■ Task requirements
1. According to the reviews of "Gabi on the Roof in July," in which city is the movie set?
2. Rewrite the portion of the reviews of "Gabi on the Roof in July" starting at "Hard to talk" and ending at "spot on it was.", substituting "unlikable" for "repugnant".
3. Continue the reviews of "Gabi on the Roof in July" from the point where the text stops.

■ Text passage

This film caught me when I needed a slap in the face to stop my whining about how original film is dead. "Gabi on the Roof in July" is alive on so many levels: story, difficult yet necessary relationships, life imitating art or vice versa, and keeping it all together of course--the artifice of "true" art. My left cheek is still a bit red.
Hard to talk about because of how repugnant almost all the characters are, perfectly channeling 79% of white hipster NYC, giving them a well-deserved lambasting, but with little joy in it for us. Which puts it in Cassavetes territory. In Mike Leigh’s films you can feel the characters’ backstories in your bones. Not here, or in JC. I was looking for people I know to turn up in the credits, that’s how spot on it was.
Gabi on the Roof in July is a depiction of a life no one should aspire to have. It illuminates the cause and effect in ones life when they lack a job, morals, and respect for themselves. This movie becomes almost disturbing to watch at many points and the audience can not feel bad for any of the characters because they brought every situation on themselves. There is also no conclusion or lesson taught.
The movie was set in New York City. There were no black or brown people of in it. This is not a criticism. The movie paints an accurate picture of the lives of a certain kind of people. Watching this movie, it was like watching a foreign film and noticing all the little peculiarities of a culture. And I grew up in New York. So that was interesting.

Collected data
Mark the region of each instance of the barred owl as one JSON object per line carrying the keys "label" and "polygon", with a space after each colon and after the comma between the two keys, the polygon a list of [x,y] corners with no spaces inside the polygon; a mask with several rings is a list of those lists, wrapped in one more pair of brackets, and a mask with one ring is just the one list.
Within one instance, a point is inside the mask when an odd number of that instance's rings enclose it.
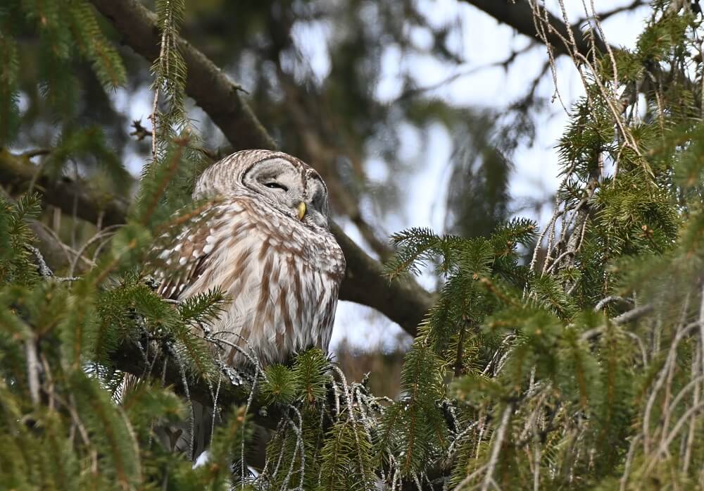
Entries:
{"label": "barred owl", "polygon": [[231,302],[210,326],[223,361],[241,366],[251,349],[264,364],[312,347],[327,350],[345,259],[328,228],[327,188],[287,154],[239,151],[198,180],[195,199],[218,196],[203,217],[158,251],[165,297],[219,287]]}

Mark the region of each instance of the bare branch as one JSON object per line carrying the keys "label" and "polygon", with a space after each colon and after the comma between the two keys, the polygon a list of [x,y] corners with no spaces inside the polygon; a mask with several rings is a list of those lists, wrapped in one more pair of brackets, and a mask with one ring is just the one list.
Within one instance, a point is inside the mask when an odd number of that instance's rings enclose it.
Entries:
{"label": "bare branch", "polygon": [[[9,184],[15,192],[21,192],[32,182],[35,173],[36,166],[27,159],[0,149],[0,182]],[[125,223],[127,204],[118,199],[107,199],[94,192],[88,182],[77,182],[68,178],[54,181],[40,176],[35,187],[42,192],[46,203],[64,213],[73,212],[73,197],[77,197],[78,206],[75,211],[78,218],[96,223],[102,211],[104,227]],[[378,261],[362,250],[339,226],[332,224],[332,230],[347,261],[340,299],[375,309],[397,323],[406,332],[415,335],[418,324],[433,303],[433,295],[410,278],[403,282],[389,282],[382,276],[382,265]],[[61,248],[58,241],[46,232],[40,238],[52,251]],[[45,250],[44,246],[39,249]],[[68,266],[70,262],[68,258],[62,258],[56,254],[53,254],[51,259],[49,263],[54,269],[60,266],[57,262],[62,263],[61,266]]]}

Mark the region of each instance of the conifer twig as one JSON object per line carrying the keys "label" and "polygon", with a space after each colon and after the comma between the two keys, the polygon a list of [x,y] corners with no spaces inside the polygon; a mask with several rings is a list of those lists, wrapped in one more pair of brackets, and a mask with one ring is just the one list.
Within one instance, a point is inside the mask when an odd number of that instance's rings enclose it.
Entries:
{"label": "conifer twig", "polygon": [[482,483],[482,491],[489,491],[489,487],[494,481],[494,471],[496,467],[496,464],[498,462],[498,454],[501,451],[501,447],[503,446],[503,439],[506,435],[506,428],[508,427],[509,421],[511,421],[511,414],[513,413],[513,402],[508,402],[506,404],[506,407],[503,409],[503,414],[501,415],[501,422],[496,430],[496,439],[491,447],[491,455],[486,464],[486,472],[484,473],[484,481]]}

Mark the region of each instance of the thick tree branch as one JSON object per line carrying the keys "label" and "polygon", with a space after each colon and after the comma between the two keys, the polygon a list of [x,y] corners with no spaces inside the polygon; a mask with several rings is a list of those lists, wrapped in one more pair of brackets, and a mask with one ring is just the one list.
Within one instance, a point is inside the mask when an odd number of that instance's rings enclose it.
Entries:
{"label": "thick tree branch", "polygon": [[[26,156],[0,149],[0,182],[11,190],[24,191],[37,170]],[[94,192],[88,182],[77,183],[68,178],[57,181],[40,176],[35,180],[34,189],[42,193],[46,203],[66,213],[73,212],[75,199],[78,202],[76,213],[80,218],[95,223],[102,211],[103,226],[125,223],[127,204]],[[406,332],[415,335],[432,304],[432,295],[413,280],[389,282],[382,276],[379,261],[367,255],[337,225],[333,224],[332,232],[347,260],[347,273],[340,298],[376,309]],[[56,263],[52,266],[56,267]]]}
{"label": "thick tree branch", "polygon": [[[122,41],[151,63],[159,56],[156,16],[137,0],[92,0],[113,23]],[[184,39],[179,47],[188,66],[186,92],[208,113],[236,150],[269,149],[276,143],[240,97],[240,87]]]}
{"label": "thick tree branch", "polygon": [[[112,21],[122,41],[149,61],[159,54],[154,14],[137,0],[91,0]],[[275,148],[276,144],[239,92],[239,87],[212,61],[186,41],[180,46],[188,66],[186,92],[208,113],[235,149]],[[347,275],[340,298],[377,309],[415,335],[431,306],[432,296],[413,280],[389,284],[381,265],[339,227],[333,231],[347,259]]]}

■ Expected responses
1. New York City

2.
Hard to talk about because of how unlikable almost all the characters are, perfectly channeling 79% of white hipster NYC, giving them a well-deserved lambasting, but with little joy in it for us. Which puts it in Cassavetes territory. In Mike Leigh’s films you can feel the characters’ backstories in your bones. Not here, or in JC. I was looking for people I know to turn up in the credits, that’s how spot on it was.

3.
Levine’s near-clinical observation of a set of unmoored semi-adults is withering, and the detachment disarming as the banalities, rationalizations and self-deceptions that pass for communication pile up. This the most Rohmer-like of the American indies I have seen. There's little moral high ground to be found here, however, and no character seems willing to look for it. Outstanding cinematography, superb acting.
Ah, mumblecore. Again you bring out the very worst in pretentious characters. Some fun moments here at least. But - damn - I would not want to spend a SECOND hanging around any of these horrible people. Just the worst. And watching them go through their machinations is, while intriguing at times, utterly painful. It really goes nowhere and is only a passing of time with these truly despicable characters.
2.5 Was better the first time I saw it, as I was closer to grad school age. Now the characters feel somewhat tiresomely adrift. Foreshadows the "Girls" TV series. Fortunately, Lena Dunham's cameo is very small here. The brother-sister plot is well-handled as both try to navigate their new "adult" relationship. They struggle to show their love via control, guilt, anger, and finally acceptance.
Though I attended art school in the late 70s, this all seems very familiar: the attitudes, the sarcasm, the art blab. This film is very funny at times, and yet the real emotions manage to leak and finally gush through the fragile veneer of irony. Good performances, good film!
While it skillfully put-together, and while the characters were well-written and realistic, having to follow around such brutally loathsome people makes for a really depressing experience. My hatred of all the main characters completely overpowered anything good about the movie.